**Aim of the exercise**
Pull out every line below that contains the string "airplane" and copy each one in full.

--------

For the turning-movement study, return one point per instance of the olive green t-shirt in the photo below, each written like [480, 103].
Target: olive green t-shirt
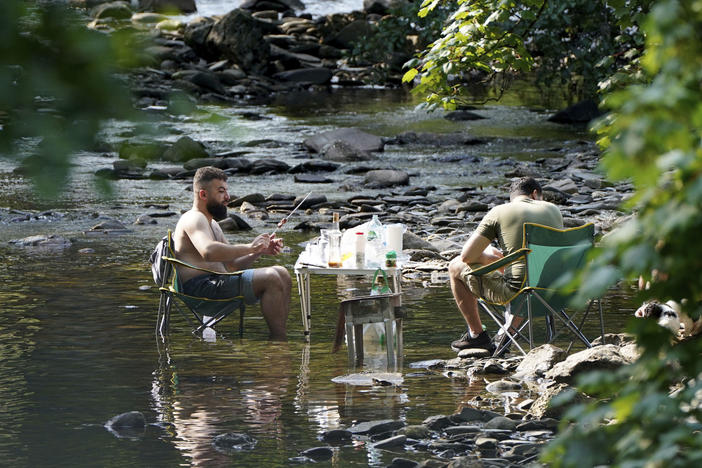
[506, 224]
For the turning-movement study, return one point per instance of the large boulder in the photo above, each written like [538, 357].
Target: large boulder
[169, 6]
[277, 5]
[352, 136]
[239, 37]
[604, 357]
[195, 35]
[185, 149]
[382, 178]
[318, 75]
[539, 361]
[351, 34]
[344, 152]
[579, 113]
[113, 10]
[381, 7]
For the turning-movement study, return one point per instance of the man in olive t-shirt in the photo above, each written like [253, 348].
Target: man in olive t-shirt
[504, 223]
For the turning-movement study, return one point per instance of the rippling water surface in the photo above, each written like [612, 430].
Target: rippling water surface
[77, 342]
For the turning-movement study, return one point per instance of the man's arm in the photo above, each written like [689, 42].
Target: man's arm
[474, 251]
[202, 236]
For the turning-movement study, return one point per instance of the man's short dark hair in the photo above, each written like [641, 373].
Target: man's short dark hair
[524, 186]
[207, 174]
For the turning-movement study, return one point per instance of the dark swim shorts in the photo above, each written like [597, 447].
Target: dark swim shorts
[215, 286]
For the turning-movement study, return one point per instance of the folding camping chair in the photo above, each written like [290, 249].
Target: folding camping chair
[200, 307]
[549, 253]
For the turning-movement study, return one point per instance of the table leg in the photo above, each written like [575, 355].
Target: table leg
[303, 289]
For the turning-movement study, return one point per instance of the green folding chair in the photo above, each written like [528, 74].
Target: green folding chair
[549, 253]
[199, 307]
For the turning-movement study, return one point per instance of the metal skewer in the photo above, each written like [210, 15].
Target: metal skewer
[285, 220]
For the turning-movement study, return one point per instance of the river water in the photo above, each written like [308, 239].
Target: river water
[77, 342]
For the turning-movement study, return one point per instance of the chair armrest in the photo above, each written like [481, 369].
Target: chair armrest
[182, 263]
[504, 261]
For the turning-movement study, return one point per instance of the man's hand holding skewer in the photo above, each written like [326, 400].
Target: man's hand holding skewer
[267, 244]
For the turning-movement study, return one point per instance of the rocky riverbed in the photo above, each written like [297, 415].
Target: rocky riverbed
[355, 179]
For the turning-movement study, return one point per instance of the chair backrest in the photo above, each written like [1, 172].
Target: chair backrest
[555, 252]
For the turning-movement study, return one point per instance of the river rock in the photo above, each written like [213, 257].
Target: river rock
[411, 240]
[605, 357]
[501, 423]
[437, 422]
[311, 201]
[473, 352]
[109, 225]
[462, 115]
[131, 419]
[403, 463]
[542, 408]
[538, 361]
[468, 414]
[382, 178]
[185, 149]
[436, 139]
[239, 37]
[114, 10]
[501, 386]
[381, 7]
[52, 241]
[269, 166]
[352, 136]
[337, 435]
[234, 442]
[579, 113]
[547, 424]
[318, 453]
[416, 431]
[312, 179]
[169, 6]
[344, 152]
[208, 81]
[318, 75]
[267, 4]
[351, 34]
[314, 166]
[234, 223]
[394, 441]
[376, 427]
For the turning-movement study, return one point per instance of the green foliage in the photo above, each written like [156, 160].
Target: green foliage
[57, 84]
[652, 137]
[389, 45]
[575, 43]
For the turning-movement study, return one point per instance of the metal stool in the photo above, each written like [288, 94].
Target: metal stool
[384, 308]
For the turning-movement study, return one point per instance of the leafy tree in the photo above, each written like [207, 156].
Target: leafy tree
[57, 84]
[574, 43]
[652, 137]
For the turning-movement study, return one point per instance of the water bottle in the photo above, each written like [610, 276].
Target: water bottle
[374, 243]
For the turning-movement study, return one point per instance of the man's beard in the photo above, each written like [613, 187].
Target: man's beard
[217, 210]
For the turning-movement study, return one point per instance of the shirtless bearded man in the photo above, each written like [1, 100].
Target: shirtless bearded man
[199, 241]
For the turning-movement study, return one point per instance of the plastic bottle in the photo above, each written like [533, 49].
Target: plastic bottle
[374, 243]
[360, 243]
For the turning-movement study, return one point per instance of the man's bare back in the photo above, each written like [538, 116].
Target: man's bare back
[186, 251]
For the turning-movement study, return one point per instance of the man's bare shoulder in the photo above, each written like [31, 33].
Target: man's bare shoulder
[191, 219]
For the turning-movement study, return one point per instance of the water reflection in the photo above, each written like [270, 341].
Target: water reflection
[201, 394]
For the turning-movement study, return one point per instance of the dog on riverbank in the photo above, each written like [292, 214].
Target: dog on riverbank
[670, 315]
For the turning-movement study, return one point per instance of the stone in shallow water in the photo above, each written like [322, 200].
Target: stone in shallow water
[336, 435]
[319, 453]
[473, 353]
[367, 379]
[501, 423]
[391, 442]
[233, 441]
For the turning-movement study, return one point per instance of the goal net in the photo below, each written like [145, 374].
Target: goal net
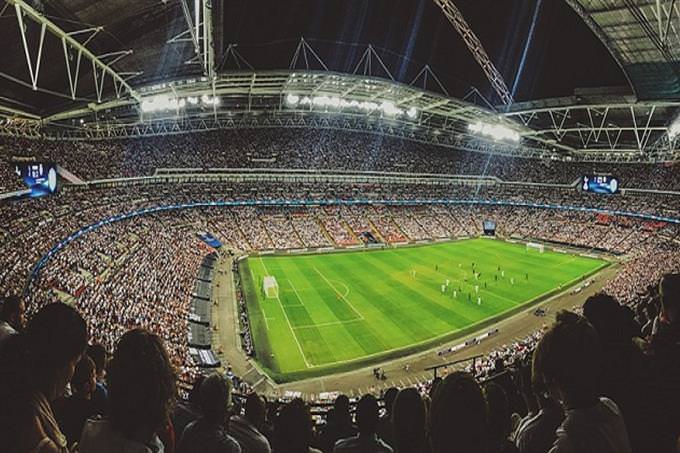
[534, 246]
[270, 287]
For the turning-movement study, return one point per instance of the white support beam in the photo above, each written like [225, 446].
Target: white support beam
[23, 9]
[456, 18]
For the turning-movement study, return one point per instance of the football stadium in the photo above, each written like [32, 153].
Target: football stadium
[298, 226]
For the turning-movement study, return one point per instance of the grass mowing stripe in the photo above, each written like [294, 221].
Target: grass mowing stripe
[322, 294]
[302, 353]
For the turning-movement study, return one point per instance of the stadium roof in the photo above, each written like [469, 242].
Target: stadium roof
[644, 37]
[85, 68]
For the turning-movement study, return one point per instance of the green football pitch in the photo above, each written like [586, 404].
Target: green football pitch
[337, 311]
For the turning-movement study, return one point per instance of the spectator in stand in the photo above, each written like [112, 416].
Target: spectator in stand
[409, 421]
[247, 430]
[339, 424]
[367, 441]
[190, 410]
[35, 368]
[385, 431]
[142, 391]
[458, 416]
[293, 429]
[536, 432]
[664, 356]
[209, 433]
[651, 312]
[568, 362]
[625, 369]
[11, 317]
[500, 423]
[98, 355]
[71, 412]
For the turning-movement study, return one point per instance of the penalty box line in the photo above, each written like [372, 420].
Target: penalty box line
[361, 317]
[290, 326]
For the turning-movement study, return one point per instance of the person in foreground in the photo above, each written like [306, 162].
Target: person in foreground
[567, 362]
[367, 440]
[35, 367]
[208, 434]
[458, 416]
[142, 391]
[247, 430]
[293, 429]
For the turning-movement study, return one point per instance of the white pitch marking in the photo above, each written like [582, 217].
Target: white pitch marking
[338, 292]
[296, 293]
[290, 326]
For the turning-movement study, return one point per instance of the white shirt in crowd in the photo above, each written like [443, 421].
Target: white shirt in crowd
[5, 331]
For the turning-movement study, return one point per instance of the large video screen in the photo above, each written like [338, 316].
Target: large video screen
[607, 184]
[39, 177]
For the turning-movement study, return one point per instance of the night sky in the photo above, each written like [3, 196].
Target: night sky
[562, 53]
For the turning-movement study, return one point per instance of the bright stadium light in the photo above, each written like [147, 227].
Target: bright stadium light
[495, 131]
[159, 103]
[390, 109]
[674, 129]
[387, 107]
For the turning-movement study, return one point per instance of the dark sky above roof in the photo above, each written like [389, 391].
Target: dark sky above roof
[561, 52]
[542, 48]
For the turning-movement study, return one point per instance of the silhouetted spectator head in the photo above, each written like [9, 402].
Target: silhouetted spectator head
[605, 314]
[499, 422]
[84, 378]
[409, 419]
[669, 288]
[97, 353]
[215, 398]
[368, 414]
[293, 428]
[12, 311]
[256, 410]
[567, 360]
[458, 415]
[141, 384]
[341, 404]
[195, 392]
[388, 398]
[55, 339]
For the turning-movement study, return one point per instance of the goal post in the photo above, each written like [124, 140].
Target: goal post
[535, 246]
[270, 287]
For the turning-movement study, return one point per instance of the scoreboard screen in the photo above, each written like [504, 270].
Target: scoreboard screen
[39, 177]
[600, 184]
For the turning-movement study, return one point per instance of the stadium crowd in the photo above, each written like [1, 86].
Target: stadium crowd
[128, 283]
[590, 383]
[297, 148]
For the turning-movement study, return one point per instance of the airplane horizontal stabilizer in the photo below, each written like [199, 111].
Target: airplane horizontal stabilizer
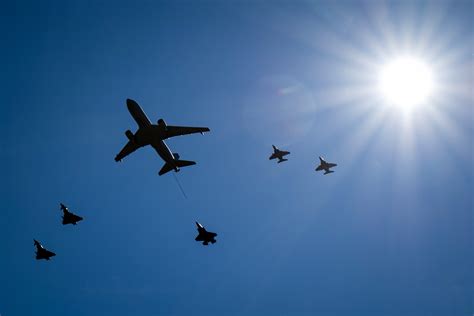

--------

**Reply**
For the turning-movement study, return one point per instance of the airplane horizontal stabilizer in the photo below, each written like [199, 111].
Target: airplane horizontal stabilizer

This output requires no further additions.